• _Excerpt provided_
What it will be trained on is a reward function. And that reward function will be designed by humans.

This is the most important unresolved tension in the founding thesis, and it is not addressed in the "Era of Experience" paper. AlphaZero had a perfect reward function: win the game. Win/lose/draw is computable, unambiguous, and completely specifiable without human judgment. The game rules are the environment; the outcome is the reward; no human decides whether a particular position is "good" — the game's result decides.

A superlearner targeting "profound intellectual breakthroughs" in science, medicine, or mathematics does not have a computable reward function. Someone has to define what counts as a breakthrough. Someone has to decide whether a proposed protein structure is scientifically interesting or a false positive. Someone has to specify whether a mathematical proof is valid and novel.

The critics of the "Era of Experience" paper identified this directly: "Even the most autonomous agent optimises something; whoever defines objectives shapes outcomes." Removing human training data from the system doesn't remove human values from the system if the reward function is human-defined. It just moves where the human influence enters.

Silver is aware of this problem. He is a researcher of the highest caliber; he didn't miss it. What Ineffable needs to do — and has not yet publicly disclosed — is an approach to reward function design for open-ended domains that doesn't require human labeling of every outcome. The environment question is where that approach lives.

The environment question no one has asked

Every story about Ineffable focuses on "no human training data." No story has reported on what environments Ineffable plans to train its superlearner in.

AlphaZero's environment was a chess board: finite state space, deterministic transitions, computable reward. MuZero's extension removed the requirement to know the rules in advance — but it still operated in environments with well-defined game structures. The gap from "game with perfect information and binary outcomes" to "open-ended scientific discovery with continuous, noisy feedback" is not a gap that more compute closes. It is a gap in environment design.

• _Excerpted data_

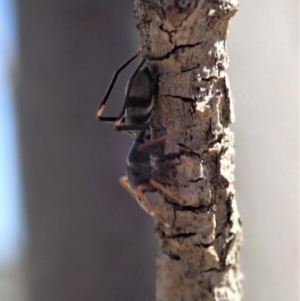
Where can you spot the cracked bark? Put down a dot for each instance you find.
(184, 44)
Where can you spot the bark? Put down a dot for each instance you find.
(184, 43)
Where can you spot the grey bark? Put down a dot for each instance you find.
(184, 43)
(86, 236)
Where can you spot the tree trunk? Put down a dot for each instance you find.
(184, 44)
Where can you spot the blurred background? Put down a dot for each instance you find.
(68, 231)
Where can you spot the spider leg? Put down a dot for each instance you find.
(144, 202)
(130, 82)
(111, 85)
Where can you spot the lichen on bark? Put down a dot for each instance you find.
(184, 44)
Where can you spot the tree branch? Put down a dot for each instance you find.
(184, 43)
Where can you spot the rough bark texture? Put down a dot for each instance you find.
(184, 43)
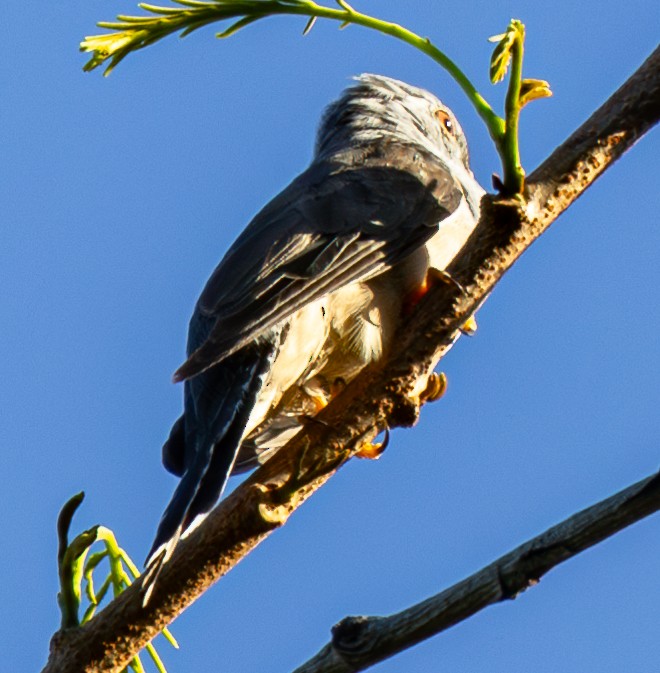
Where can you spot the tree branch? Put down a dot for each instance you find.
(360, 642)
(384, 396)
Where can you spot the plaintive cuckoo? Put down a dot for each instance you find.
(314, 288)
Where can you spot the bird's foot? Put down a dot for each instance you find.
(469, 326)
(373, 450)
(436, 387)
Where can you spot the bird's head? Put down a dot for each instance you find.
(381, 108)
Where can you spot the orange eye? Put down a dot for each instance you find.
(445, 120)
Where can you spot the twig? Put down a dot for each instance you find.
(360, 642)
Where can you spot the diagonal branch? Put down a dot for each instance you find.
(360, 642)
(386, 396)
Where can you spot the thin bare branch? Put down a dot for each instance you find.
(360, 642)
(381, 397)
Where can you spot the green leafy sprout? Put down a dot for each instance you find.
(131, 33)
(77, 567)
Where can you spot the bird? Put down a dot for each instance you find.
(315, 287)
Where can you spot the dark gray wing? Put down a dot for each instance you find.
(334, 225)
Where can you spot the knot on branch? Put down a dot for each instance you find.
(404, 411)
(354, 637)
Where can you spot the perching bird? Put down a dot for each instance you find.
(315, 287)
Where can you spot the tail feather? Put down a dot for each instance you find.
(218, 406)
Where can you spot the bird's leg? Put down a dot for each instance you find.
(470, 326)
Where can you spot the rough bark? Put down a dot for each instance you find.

• _Task statement_
Decide whether each statement agrees with the excerpt on Ineffable and reward functions, answering yes or no and quoting the deciding words of the excerpt. 1. AlphaZero's reward function needed human judgment to be specified. 2. No story has reported on what environments Ineffable plans to train its superlearner in. 3. More compute can close the gap between games with binary outcomes and open-ended scientific discovery.

• _The completed task_
1. No: "Win/lose/draw is computable, unambiguous, and completely specifiable without human judgment."
2. Yes: "No story has reported on what environments Ineffable plans to train its superlearner in."
3. No: "is not a gap that more compute closes."